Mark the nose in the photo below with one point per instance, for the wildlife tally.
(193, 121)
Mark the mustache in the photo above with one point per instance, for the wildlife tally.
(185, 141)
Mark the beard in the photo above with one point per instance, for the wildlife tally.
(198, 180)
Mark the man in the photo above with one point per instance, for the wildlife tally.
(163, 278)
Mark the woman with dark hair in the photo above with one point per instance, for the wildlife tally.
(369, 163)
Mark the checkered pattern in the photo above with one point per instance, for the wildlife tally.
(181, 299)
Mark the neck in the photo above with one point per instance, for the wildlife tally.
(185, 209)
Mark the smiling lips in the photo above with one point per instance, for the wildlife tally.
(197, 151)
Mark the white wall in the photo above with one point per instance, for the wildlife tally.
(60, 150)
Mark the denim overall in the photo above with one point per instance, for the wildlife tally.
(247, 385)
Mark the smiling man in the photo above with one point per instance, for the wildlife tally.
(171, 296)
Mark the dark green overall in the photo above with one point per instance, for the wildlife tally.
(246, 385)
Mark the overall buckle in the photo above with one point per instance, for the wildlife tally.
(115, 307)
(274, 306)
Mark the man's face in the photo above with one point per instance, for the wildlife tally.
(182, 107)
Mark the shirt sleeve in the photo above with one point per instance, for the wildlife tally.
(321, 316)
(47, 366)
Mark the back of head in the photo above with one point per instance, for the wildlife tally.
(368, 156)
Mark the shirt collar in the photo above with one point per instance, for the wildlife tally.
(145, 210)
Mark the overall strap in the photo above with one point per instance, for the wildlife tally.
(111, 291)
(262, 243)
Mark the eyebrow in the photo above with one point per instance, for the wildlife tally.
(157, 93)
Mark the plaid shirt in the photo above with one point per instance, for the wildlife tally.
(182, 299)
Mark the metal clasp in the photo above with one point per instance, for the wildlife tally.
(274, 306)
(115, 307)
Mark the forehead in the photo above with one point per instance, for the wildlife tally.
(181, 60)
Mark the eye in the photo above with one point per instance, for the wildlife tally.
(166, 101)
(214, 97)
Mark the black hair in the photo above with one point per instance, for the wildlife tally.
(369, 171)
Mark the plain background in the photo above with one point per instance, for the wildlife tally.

Prompt: Give back every entry above, complete and exact.

Exercise output:
Mark the nose in the photo below with one point per instance, for the wildlife tally.
(193, 121)
Mark the mustache in the photo above with one point per instance, for the wildlife tally.
(185, 141)
Mark the beard in the photo above with one point per instance, for the wildlife tally.
(198, 180)
Mark the man in the photo above with one point per instance, for the wildlife tally.
(163, 278)
Mark the woman with dark hair in the photo above with one point per instance, for the wildlife tally.
(369, 163)
Mark the checkered pattern in the photo above with one point per instance, for the wildlife tally.
(181, 299)
Mark the neck in the photo above with one point per instance, for the wildlife tally.
(185, 209)
Mark the smiling lips in the photo above with one point per instance, for the wildlife tally.
(197, 151)
Mark the white wall in the photo above with one point per instance, for the wildlife tally.
(60, 150)
Mark the denim overall in the photo above with one point per instance, for the wildlife tally.
(247, 385)
Mark the smiling man in the photo above with one point per instance, for the wildlife tally.
(171, 296)
Mark the dark green overall in the photo above with one point per instance, for the wildlife tally.
(246, 385)
Mark the overall buckle in the photo above with one point per instance, for the wildlife tally.
(115, 307)
(274, 306)
Mark the man's face in the photo above with one point per instance, for the wildlife tally.
(182, 107)
Mark the shirt sleeve in the photo above with one point per instance, for the wildlife tally.
(321, 316)
(47, 366)
Mark the back of head in the photo above with one point per instance, for the wildlife tally.
(368, 156)
Mark the shirt collar in the photo above with one point per instance, for the wildlife tally.
(145, 210)
Mark the overall strap in the photo above with one point per instance, for the wildlife tally.
(111, 291)
(262, 243)
Mark the eyebrow in the photo above with one point per instance, for the wildlife tally.
(157, 93)
Mark the plaid shirt in the photo above with one point per instance, for the wildlife tally.
(182, 299)
Mark the metal clasp in the photo above with one point per instance, for the wildlife tally.
(274, 306)
(115, 307)
Mark the forehead in the photo above with one point per instance, for the wildlife tally.
(181, 60)
Mark the eye in the photo above with one point per instance, for the wildlife tally.
(166, 101)
(214, 97)
Mark the black hair in the photo above with one point per instance, for the wildlife tally.
(369, 171)
Mark the plain background in the photo above with one point per instance, for the wildlife tally.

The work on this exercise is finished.